Goal: Turn every line of the items below into a numbered list, skipping blank lines. Leave the pictures out of your answer.

━━━━━━━━━━━━━━━━

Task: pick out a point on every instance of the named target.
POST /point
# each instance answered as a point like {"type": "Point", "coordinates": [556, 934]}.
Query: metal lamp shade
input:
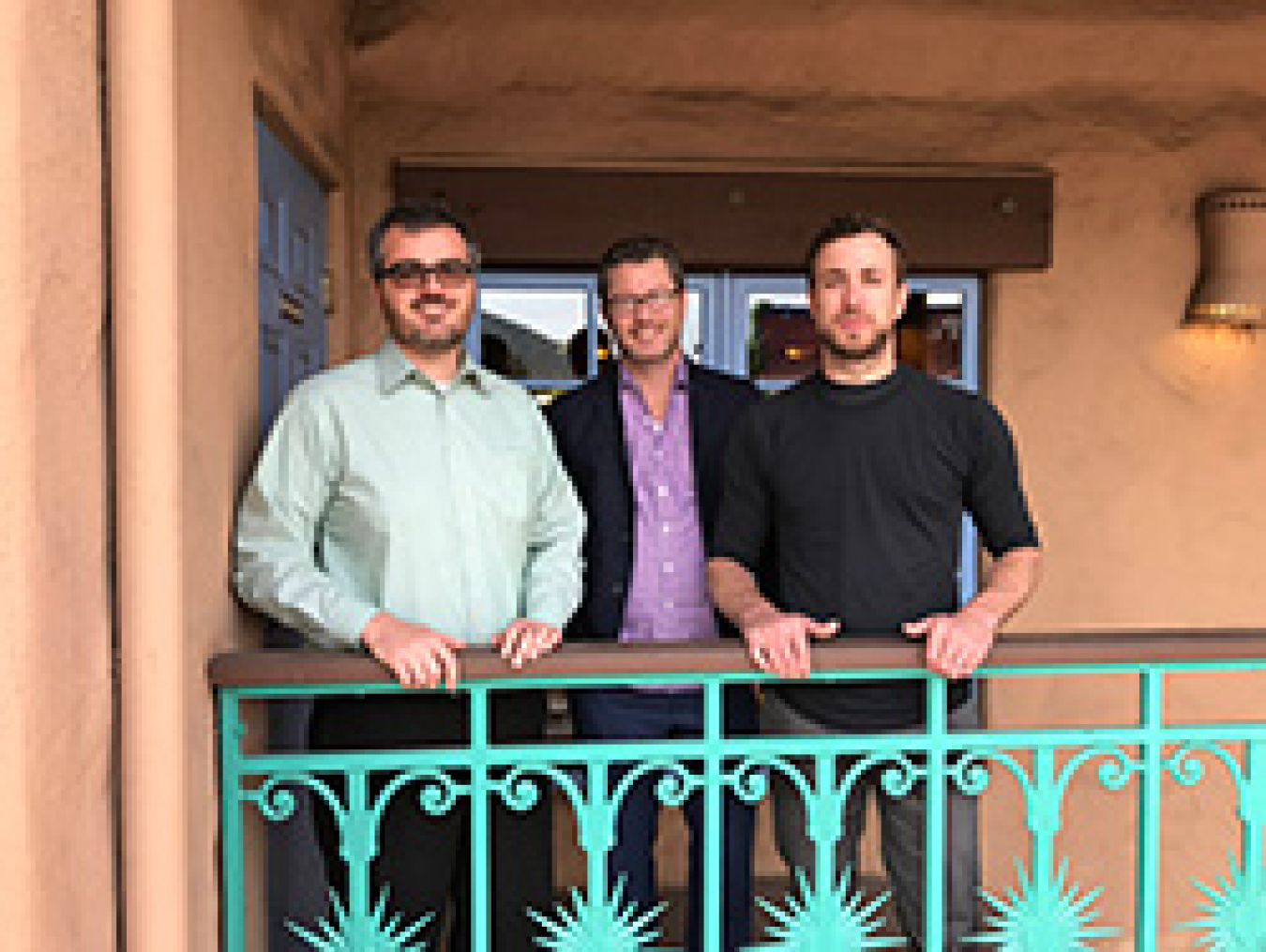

━━━━━━━━━━━━━━━━

Response:
1. Task: pick out a point on every instance of the named target.
2. POST /point
3. # each instance answered as a point like {"type": "Point", "coordinates": [556, 934]}.
4. Query: metal lamp shade
5. input:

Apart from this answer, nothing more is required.